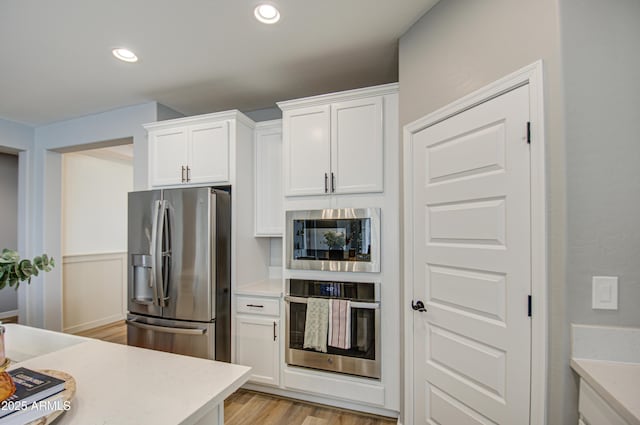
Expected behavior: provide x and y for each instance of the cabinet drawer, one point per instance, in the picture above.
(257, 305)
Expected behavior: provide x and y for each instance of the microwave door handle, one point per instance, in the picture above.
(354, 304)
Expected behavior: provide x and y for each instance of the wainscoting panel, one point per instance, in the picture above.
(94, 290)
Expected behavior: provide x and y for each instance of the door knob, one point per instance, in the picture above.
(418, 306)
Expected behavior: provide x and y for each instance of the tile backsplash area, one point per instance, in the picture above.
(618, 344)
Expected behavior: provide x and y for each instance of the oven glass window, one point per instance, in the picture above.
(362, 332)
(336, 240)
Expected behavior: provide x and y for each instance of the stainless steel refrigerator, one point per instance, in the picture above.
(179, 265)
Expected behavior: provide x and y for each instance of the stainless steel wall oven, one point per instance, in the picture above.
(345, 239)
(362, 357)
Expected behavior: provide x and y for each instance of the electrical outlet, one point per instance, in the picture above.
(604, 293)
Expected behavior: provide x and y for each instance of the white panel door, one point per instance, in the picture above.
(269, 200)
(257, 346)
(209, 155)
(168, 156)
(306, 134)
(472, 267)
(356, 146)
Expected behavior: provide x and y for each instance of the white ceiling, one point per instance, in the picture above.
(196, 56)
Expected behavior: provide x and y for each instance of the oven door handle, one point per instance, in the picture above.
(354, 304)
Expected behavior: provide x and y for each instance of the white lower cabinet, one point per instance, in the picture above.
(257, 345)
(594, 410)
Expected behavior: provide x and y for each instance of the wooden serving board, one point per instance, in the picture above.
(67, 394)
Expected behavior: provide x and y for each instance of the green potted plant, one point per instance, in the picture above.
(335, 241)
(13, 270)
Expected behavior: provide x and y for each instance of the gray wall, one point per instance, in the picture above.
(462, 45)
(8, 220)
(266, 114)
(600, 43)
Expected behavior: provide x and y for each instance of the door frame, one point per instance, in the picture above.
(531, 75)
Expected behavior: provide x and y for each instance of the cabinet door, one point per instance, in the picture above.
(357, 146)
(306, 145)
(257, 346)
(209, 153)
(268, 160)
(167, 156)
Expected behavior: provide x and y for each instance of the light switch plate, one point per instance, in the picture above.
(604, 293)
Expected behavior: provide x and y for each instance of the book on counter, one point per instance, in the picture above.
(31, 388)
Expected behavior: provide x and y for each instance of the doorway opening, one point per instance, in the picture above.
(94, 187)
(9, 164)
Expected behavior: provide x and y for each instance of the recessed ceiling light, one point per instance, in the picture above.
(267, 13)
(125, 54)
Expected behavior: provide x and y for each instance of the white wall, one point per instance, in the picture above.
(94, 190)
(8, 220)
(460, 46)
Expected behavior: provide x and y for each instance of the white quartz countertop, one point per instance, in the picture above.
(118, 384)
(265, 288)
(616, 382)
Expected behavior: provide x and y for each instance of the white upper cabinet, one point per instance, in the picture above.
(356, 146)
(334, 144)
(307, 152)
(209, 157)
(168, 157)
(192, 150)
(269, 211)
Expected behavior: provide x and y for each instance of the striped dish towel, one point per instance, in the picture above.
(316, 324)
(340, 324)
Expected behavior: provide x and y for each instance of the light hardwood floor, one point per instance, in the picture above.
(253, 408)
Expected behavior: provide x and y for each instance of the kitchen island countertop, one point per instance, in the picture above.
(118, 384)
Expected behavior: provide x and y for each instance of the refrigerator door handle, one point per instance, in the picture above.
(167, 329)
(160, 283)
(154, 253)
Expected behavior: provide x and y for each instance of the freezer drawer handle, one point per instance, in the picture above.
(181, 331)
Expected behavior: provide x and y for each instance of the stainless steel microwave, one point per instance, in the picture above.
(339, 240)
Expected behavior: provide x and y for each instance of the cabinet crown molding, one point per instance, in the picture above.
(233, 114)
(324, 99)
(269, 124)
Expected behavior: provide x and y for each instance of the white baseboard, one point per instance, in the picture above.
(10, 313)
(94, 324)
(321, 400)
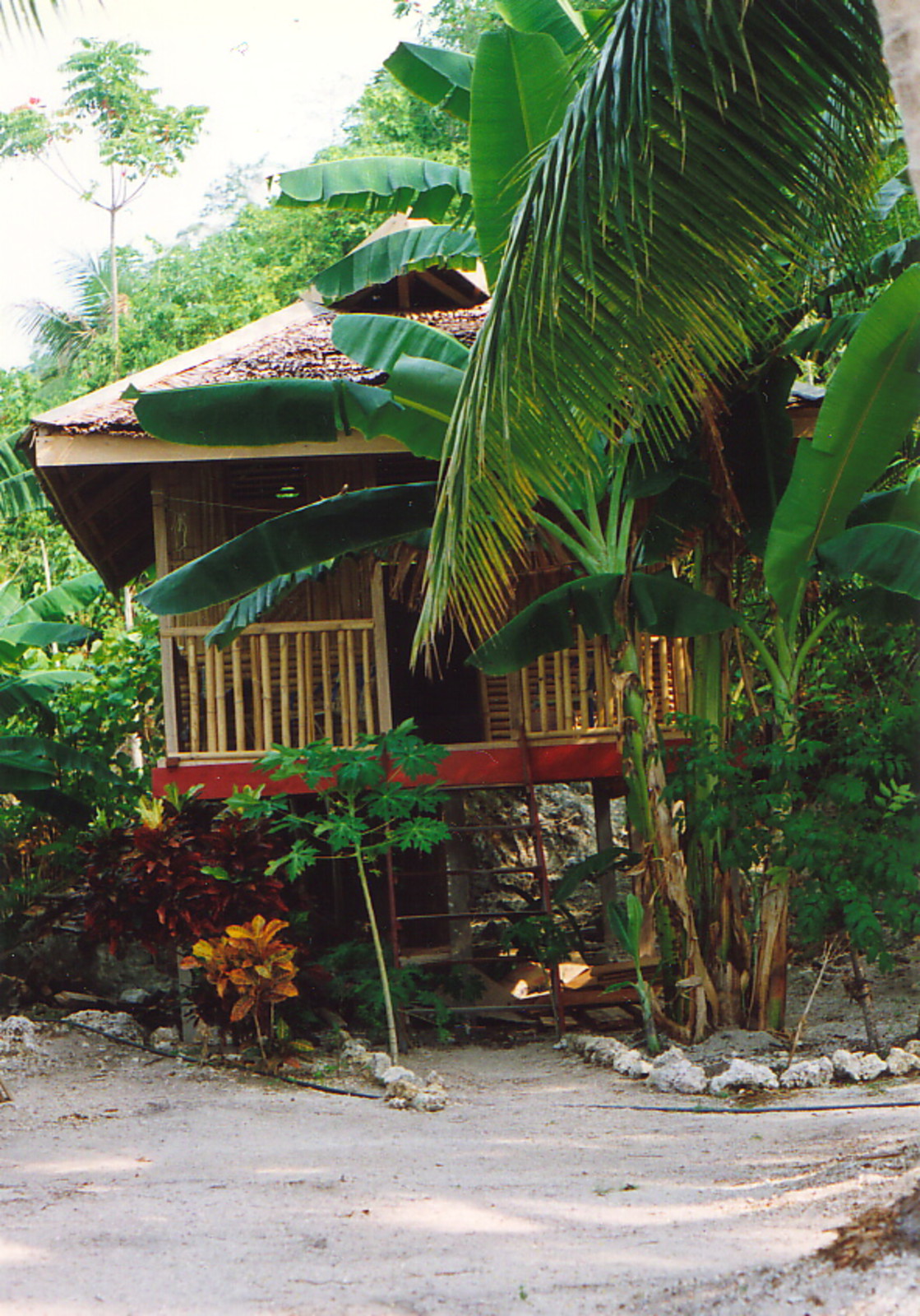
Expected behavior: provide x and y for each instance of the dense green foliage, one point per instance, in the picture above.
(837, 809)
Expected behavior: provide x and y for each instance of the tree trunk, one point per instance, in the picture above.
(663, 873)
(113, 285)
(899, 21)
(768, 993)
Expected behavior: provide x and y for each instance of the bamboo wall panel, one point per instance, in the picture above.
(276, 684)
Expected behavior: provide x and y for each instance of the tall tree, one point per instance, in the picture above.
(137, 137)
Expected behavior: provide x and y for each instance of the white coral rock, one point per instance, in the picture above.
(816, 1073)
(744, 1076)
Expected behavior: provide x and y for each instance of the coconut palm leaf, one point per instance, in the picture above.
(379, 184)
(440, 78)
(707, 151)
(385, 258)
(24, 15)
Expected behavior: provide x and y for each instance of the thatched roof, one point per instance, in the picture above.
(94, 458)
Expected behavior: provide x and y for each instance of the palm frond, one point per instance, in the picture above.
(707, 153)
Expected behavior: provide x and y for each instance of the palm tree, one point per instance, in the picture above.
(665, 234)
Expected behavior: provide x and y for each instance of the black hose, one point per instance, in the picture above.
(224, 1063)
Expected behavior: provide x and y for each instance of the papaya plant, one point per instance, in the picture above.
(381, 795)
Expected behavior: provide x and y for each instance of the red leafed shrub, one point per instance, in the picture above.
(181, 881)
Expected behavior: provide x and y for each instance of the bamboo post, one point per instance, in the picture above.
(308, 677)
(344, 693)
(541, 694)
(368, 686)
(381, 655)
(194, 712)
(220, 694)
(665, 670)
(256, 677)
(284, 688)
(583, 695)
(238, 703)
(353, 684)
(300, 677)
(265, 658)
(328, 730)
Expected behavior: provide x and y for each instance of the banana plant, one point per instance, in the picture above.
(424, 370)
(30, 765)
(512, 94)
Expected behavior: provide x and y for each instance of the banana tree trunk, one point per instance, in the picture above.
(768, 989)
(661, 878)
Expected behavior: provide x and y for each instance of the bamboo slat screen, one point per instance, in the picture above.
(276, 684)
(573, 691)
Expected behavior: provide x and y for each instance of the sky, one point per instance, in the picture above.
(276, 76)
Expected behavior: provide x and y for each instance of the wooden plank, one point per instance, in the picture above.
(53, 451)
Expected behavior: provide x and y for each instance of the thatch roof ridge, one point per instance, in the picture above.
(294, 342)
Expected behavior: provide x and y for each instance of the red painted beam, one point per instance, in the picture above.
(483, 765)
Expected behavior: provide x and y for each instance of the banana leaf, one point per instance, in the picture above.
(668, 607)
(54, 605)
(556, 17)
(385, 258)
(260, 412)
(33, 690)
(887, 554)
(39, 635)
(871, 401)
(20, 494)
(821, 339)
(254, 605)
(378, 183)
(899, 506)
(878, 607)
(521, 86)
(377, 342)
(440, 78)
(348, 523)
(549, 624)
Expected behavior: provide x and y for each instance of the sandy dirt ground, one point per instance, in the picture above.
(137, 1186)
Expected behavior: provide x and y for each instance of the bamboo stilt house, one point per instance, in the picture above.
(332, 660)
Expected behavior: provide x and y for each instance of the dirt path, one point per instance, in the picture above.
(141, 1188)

⁂

-- Exercise details --
Write the records out again in full, exactly, and skip every picture.

-- Result of the task --
Expected behavior: provide x and y for each instance of the cabinet drawer, one point per instance, in the picture above.
(257, 305)
Expected behavior: provide x and y for each instance of the microwave door handle, one point per instance, in the picture above.
(354, 304)
Expected behavior: provide x and y for each instance of the wainscoting panel, one point per instance, in the picture above.
(94, 290)
Expected behavior: provide x and y for each instance of the door knob, one point per instance, in the picture above.
(418, 306)
Expected behavior: provide x and y for each instance of the tile backsplash area, one point per instance, in the picture above.
(618, 344)
Expected behavior: provide x and y for each instance of the oven glass window, one point per instance, in the picture above.
(362, 332)
(336, 240)
Expected behavior: provide x and y for each instance of the stainless steel refrigerator, one point per instance, in the picture above.
(179, 265)
Expected behavior: provide x and y for each instance of the stainless steel wall oven, one point per instance, in the picture above.
(345, 239)
(362, 357)
Expected behavior: provide x and y for each instance of the electrical outlet, one point per instance, in the picture above.
(604, 293)
Expected behavior: provide x and y for each instance of the white panel door, one point per instance, in the picture above.
(269, 200)
(257, 346)
(209, 155)
(168, 156)
(306, 134)
(472, 267)
(356, 146)
Expected behavior: provide x and y for each instance of the white ceiling, one point per instance, in the picture above.
(196, 56)
Expected behavior: provide x and y for each instance of the oven door handle, one point per instance, in the picture above.
(354, 304)
Expected behavior: provide x and y for each instance of the white lower cabinet, one point per instance, in the picture above.
(257, 345)
(594, 410)
Expected behavior: provide x and y for each instance of the wooden serving board, one point per instance, in the picture above.
(67, 394)
Expected behavior: provide x and y for each instance of the green potted plant, one point per instance, in the picture above.
(335, 241)
(13, 270)
Expected behavior: provide x and y for each instance of the gray wall, one point per instance, in the picture above.
(462, 45)
(8, 220)
(266, 114)
(600, 43)
Expected behavior: provide x and y for each instance of the door frame, one point per instance, in the picture above.
(531, 75)
Expected behavior: provide x and y for each instance of the cabinet door, one point per instance, in the picture above.
(357, 146)
(306, 145)
(257, 346)
(209, 153)
(268, 160)
(167, 156)
Expected behavior: provide x and y for each instance of the light switch plate, one point per instance, in the picture above.
(604, 293)
Expected behavior: provide x and y for each instance of the book on counter, one point per instance, in the picture above.
(31, 388)
Expected behavior: provide x and y for each instance of the doorway opening, one point per instance, in the picture above.
(94, 187)
(9, 164)
Expected behavior: provide x and y for each instance of the recessed ceiling light, one point per instance, in the picture above.
(267, 13)
(125, 54)
Expected behavior: provide x and y for each instance of the white wall, one point per instance, in the picture above.
(94, 190)
(8, 220)
(460, 46)
Expected behavior: provide x and y for each instance of the white quartz countertop, one point per instance, in the picture above.
(118, 384)
(265, 288)
(616, 382)
Expected behavior: provide x and y for each instance of the white upper cabinet, one point per instance, in the picture above.
(356, 146)
(334, 144)
(307, 152)
(209, 157)
(168, 157)
(192, 150)
(269, 211)
Expected behavior: provide x and y for each instance of the striped dish towel, one point per instance, in the picture above.
(316, 324)
(340, 324)
Expected behavior: provide x and y for each instance of the light hardwood floor, one point per instance, in the picture above.
(253, 408)
Expected behavior: provide x and y for each instance of the kitchen island countertop, one point per instance, in the picture above.
(118, 384)
Expected behavior: provide x and y for each instance of the refrigerator door handle, one point per instance, in the picture above.
(167, 329)
(160, 283)
(154, 253)
Expected behavior: provide x and y for each instance of the freezer drawer handle, one point per instance, in the picture above.
(181, 331)
Expected behavior: provide x and y for each instance of the stainless steel microwave, one point per instance, in the picture above.
(339, 240)
Expected behavior: provide x and y for each instance of the cabinet crown molding, one point per instance, in the picture above.
(233, 114)
(324, 99)
(269, 124)
Expected behavior: provide x and y for each instance of the white baseboard, one point per instance, in the picture above.
(10, 313)
(94, 324)
(321, 400)
Expected behavior: provide x and y for each instance of the dense green foliage, one point per instance, in the picture above.
(837, 809)
Expected behavior: provide x and y for each instance of the tree trunk, one point per instance, in the picture above.
(663, 873)
(113, 285)
(899, 21)
(768, 993)
Expected behavior: provide x and y for each instance of the bamboo wall panel, one point per instance, in the picture above.
(276, 684)
Expected behavior: provide x and y for each instance of the tall tree, one point per instance, in the picture above.
(137, 137)
Expected behavior: provide x and y for each instance of the white coral rock, one point per instance, in the picture above.
(816, 1073)
(744, 1076)
Expected behavior: provide x and y for each instance of the coconut palm leaf, one point per instance, in the picture above.
(379, 184)
(440, 78)
(707, 151)
(385, 258)
(24, 15)
Expected behavior: provide x and y for each instance of the thatched roof, one point per instance, in the picture above.
(94, 458)
Expected behavior: provide x and y for each instance of the palm frond, one point per instance, in the picture above.
(707, 153)
Expected behavior: provide x and y for each instance of the palm tree, one point per instance, in the picture above.
(665, 234)
Expected behavior: provide x and y for each instance of the black hose, one point per instance, in the picture above.
(224, 1063)
Expected behavior: provide x and y for each instance of the papaya plant, one point per instance, in the picture above.
(381, 795)
Expected behavior: provide x and y for each instance of the red leafed shrub, one point per instance, in the picture above.
(181, 881)
Expected behavior: provide x and y for each instance of the bamboo post, one point per instance, in the picture above.
(308, 677)
(344, 693)
(541, 694)
(368, 686)
(381, 655)
(194, 712)
(220, 694)
(665, 670)
(256, 677)
(284, 688)
(583, 695)
(238, 703)
(353, 684)
(300, 677)
(265, 658)
(328, 730)
Expected behavior: provide x and y for each instance of the banana plant, one point per instance, in the picture above.
(424, 370)
(30, 765)
(512, 94)
Expected behavior: provide x and y for each instance of the banana tree trunk, one point per instance, in the picture above.
(768, 989)
(661, 878)
Expected behavior: provide x and y for each instance of the bamboo slat screen, one point per instance, in the picture above.
(276, 684)
(573, 691)
Expected behavior: provide x and y for each instance of the sky, one point per instance, in the picture above.
(276, 76)
Expected behavior: provide x and y for each instance of the wooden plank, one point per instance, in the picture above.
(53, 451)
Expected behavior: provide x and y for each instance of the thatch roof ridge, one point per instance, in the picture above.
(294, 342)
Expected behavior: provide x and y for each instance of the red painted beam, one point per instance, in the picture above.
(483, 765)
Expected behavior: provide x and y for each instance of the banana leaf, one point per instance, in the picture above.
(668, 607)
(54, 605)
(556, 17)
(385, 258)
(260, 412)
(33, 690)
(887, 554)
(39, 635)
(871, 401)
(20, 494)
(821, 339)
(254, 605)
(378, 183)
(899, 506)
(878, 607)
(521, 86)
(377, 342)
(440, 78)
(348, 523)
(549, 624)
Expected behavior: provide x and y for each instance of the sandy dirt ground, one point per instance, in the picture above.
(137, 1186)
Expected behavior: provide x and y for each instance of the bamboo stilt house, one point per instance, in the picture above.
(332, 660)
Expected behavior: provide x and y for each instance of the dirt path, one point per instance, in the picture above.
(141, 1188)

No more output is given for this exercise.